## WRITTEN TASK
Quote the data below in full, please, without altering anything.

## PROVIDED INFORMATION
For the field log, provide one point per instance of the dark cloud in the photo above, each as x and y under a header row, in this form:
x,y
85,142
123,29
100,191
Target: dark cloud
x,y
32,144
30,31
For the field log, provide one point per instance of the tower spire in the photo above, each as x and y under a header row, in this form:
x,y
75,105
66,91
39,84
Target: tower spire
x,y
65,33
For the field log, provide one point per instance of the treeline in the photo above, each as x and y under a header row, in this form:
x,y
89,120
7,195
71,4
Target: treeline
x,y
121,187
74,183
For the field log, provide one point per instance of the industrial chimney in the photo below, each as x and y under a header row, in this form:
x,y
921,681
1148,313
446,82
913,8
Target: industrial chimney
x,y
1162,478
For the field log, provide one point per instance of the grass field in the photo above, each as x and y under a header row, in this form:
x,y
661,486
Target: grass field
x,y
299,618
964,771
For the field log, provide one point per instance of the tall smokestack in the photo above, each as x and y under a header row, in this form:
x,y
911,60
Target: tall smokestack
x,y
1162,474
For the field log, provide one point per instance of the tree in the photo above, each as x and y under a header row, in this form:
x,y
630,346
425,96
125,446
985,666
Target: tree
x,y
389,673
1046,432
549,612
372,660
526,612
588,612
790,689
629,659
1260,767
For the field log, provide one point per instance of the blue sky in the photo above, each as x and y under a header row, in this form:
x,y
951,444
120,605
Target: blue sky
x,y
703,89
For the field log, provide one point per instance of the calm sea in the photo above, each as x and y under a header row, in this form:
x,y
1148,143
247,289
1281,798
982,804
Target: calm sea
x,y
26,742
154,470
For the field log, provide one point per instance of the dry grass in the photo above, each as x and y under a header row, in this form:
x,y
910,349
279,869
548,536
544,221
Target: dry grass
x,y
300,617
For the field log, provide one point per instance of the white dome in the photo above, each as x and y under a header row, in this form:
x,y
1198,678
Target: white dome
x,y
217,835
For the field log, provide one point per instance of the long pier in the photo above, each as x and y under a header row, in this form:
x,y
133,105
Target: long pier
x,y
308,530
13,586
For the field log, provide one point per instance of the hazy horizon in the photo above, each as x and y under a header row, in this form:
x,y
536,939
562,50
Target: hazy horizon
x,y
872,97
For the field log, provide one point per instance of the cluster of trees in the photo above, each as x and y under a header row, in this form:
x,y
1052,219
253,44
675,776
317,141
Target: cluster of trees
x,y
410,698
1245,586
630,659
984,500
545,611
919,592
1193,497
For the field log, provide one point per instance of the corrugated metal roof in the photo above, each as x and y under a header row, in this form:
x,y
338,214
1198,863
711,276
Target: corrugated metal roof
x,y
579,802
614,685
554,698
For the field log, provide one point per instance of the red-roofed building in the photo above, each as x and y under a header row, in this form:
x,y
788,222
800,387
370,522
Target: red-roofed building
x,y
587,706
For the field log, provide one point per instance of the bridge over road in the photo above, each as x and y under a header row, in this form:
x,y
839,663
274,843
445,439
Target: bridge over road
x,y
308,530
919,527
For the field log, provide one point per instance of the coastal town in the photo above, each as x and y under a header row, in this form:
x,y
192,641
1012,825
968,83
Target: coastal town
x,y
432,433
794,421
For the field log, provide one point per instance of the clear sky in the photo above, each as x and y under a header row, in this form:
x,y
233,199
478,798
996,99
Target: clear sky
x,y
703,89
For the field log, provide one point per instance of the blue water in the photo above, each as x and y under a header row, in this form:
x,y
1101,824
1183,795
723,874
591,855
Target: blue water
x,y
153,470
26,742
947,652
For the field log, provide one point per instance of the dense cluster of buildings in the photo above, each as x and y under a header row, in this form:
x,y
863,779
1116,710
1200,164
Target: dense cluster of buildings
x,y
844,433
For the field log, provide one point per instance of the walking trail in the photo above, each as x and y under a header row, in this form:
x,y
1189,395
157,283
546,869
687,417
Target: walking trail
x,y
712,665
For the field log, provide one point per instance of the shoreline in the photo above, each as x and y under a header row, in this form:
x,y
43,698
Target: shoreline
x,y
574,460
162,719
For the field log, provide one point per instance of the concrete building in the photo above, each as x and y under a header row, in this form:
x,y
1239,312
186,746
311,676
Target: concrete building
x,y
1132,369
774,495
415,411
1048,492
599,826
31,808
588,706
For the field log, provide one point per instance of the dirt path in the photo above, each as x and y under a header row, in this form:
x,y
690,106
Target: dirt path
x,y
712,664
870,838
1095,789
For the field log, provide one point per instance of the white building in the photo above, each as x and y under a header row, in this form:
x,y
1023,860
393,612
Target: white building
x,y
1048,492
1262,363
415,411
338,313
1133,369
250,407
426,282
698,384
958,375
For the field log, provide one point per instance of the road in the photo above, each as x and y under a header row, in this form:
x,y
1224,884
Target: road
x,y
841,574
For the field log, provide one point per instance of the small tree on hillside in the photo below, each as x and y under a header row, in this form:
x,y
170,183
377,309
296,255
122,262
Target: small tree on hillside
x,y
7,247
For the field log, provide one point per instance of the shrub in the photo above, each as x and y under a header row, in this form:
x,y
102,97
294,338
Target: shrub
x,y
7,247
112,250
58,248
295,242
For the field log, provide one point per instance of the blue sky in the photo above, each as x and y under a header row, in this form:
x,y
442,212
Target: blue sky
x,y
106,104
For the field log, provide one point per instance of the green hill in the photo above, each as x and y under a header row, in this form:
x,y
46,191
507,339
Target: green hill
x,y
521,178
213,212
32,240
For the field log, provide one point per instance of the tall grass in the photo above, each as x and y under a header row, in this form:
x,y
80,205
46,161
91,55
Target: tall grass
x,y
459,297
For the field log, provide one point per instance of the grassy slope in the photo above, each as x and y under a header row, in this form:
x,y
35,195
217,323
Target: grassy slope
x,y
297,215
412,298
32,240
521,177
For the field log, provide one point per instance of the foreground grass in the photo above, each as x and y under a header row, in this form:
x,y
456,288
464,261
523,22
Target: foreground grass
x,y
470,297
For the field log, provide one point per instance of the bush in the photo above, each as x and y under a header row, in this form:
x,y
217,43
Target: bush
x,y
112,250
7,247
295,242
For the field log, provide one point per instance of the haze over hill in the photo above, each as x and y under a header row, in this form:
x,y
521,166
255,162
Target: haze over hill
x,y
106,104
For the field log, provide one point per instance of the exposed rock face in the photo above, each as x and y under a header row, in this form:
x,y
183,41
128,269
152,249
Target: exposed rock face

## SOLUTION TO THIS EXERCISE
For the field log, provide one point per instance of the dark cloud in the photo above, each as x and y under a header row, in this form:
x,y
85,142
123,29
100,191
Target: dark cloud
x,y
32,144
30,31
For the field log, provide one point per instance of the tower spire in the photo above, each as x and y under a header row, in this form:
x,y
75,105
66,91
39,84
Target: tower spire
x,y
65,33
For the field log, provide one point per instance of the treeline in the photo above, each as x and y under a header row, in this form:
x,y
89,120
7,195
71,4
Target: treeline
x,y
121,187
74,183
For the field log, provide one point per instance of the industrial chimney in the photo below, each as x and y under a header row, in this form:
x,y
921,681
1148,313
446,82
913,8
Target: industrial chimney
x,y
1162,478
For the field log, provide one point per instance of the grass field in the photo above, each as x and y under a header row, in this form:
x,y
661,486
Target: grass field
x,y
299,618
964,771
For the field log, provide one point per instance of the tall smokestack in the photo above, each as x and y under a header row, in this form:
x,y
911,60
Target: tall smokestack
x,y
1162,474
For the field log, provide one point per instance of the tree in the photo above, each as x and y under a header row, in this form:
x,y
630,346
425,96
125,446
985,666
Target: tree
x,y
389,673
1046,432
549,612
372,660
526,612
588,612
790,689
629,659
1260,767
For the field log, provide one point per instance of the blue sky in the photo above, each as x and y under a header row, in this form:
x,y
951,444
120,605
Target: blue sky
x,y
703,89
For the field log, provide one point per instance of the calm sea in the photo above, each as x and y under a header row, in this form:
x,y
1148,143
247,289
1281,798
982,804
Target: calm sea
x,y
26,742
154,470
For the field log, provide one point per instance of the dry grass in the photo above, each as x and y under a header row, in this form:
x,y
910,349
279,869
548,536
544,221
Target: dry grass
x,y
300,617
For the field log, provide one point per instance of the white dome in the photo above, each as x and y under a header row, in this form:
x,y
1198,678
Target: white dome
x,y
217,835
For the field log, provide one point per instance of the long pier in the photo above, each as x and y under a header row, in this form:
x,y
133,105
Target: long pier
x,y
308,530
13,586
For the field log, provide one point per instance of the hazy horizon in the photo above, each as x and y under a header row, in this form:
x,y
536,939
562,50
Target: hazy horizon
x,y
872,97
For the field log, provide one point per instance of the cluster of trees in the photo above, each as x and y under a header row, in this form:
x,y
1052,219
253,44
675,776
317,141
Target: cluster of trees
x,y
410,698
1245,586
630,659
984,500
545,611
919,592
1193,497
For the field log, provide one point per instance of the corrugated metal roof in the photo above, each as x and y under a header row, in this form:
x,y
338,214
1198,863
711,276
Target: corrugated metal roof
x,y
579,802
614,685
554,698
For the field log, provide one point per instance of the red-roofed building in the photo above, each as x and y under a header row, in this form:
x,y
788,222
800,387
370,522
Target: red-roofed building
x,y
587,706
For the field log, provide one point per instance of the bridge over road in the photo above, each as x and y under a header row, in this form:
x,y
839,663
274,843
445,439
Target: bridge over road
x,y
308,530
919,527
For the field log, provide one point per instance of the coastal town in the photo above, each as x and y under a header row, in this form:
x,y
192,641
1012,825
968,83
Target: coastal town
x,y
432,433
794,421
For the field log, provide one point per instance of the clear sky in the photo above, each as x and y under a header row, in this form:
x,y
233,199
478,798
996,99
Target: clear sky
x,y
703,89
For the field log, provide one point per instance of the blue water in the photo above, each as x and y under a header row, in this form:
x,y
1101,824
1183,795
723,874
591,855
Target: blue water
x,y
153,470
26,742
947,652
For the field log, provide one point per instance of the dense cluster of buildings in the photo above, each as x and y under a header row, in this form:
x,y
863,779
1116,710
1200,164
Target: dense cluster of buildings
x,y
844,433
For the field log, provide one point per instance of the walking trail in the photo above, each as x and y under a header row, in this form:
x,y
1189,395
157,283
546,869
687,417
Target: walking trail
x,y
712,665
For the field log, provide one point per instance of the shoreline in the photo above, each as x and y under a header row, in this form:
x,y
43,698
Target: shoreline
x,y
574,460
162,719
For the field log, provide one point per instance of the concrete building in the photo above, each as x and y under a header row, in this form:
x,y
1239,312
186,746
311,676
Target: concrete building
x,y
1132,369
774,495
415,411
1048,492
599,826
31,808
588,706
For the field log, provide one point per instance of the dirt path in the photo above, each as x and y under a header row, in this form:
x,y
690,106
Target: dirt path
x,y
712,664
870,838
1095,789
For the field log, provide one point per instance of the white building in the photo above, each as x and y under a header row, in this form:
x,y
1023,860
393,612
Target: white building
x,y
1048,492
1262,363
415,411
338,313
1133,369
250,407
426,282
698,384
958,375
For the field log, provide one point per instance of the road in the photo above, each as x and y under a header row, in this form:
x,y
1224,884
Target: road
x,y
841,574
For the field log, provide one point per instance of the small tree on hillside in the photo below, each as x and y under a header row, in this form:
x,y
170,183
377,309
296,255
122,262
Target: small tree on hillside
x,y
7,247
For the field log, provide one point per instance of the shrub in the photo above, each as x and y under a header row, in this form:
x,y
102,97
294,338
Target: shrub
x,y
7,247
112,250
58,248
295,242
For the field log, provide one point per instance of the blue sky in the photo above, each as x and y under a header row, in this form:
x,y
442,212
Target: blue sky
x,y
106,104
For the field log, provide one point per instance of the green hill in the photo above, each as x and y under a header row, in this form:
x,y
46,191
507,339
Target: green hill
x,y
521,178
213,212
32,240
For the field log, provide one point per instance of the tall grass in the photo above, each as x and y under a header row, in this form:
x,y
80,205
46,161
91,55
Target: tall grass
x,y
459,297
For the field log, provide one point per instance of the grassy slope in the photo above, each as x and y under a header row, in this form:
x,y
35,195
217,323
Target: grassy slope
x,y
297,215
412,298
32,240
521,177
For the field log, provide one point per instance of the foreground grass in the photo above, each as x and y under a header row, in this form:
x,y
456,288
464,261
523,22
Target: foreground grass
x,y
470,297
For the field log, provide one point per instance of the bush in the photo above, each as x and y under a header row, in this form:
x,y
217,43
Target: bush
x,y
112,250
7,247
295,242
For the field log, provide one point per instance of the haze over hill in the photo above, each as x and y under a header row, in this form:
x,y
521,166
255,162
Target: haze over hill
x,y
106,104
For the field log, provide one point per instance of the exposed rock face in the photo above, each as x and y under a header row, in this form:
x,y
183,41
128,269
152,249
Target: exposed rock face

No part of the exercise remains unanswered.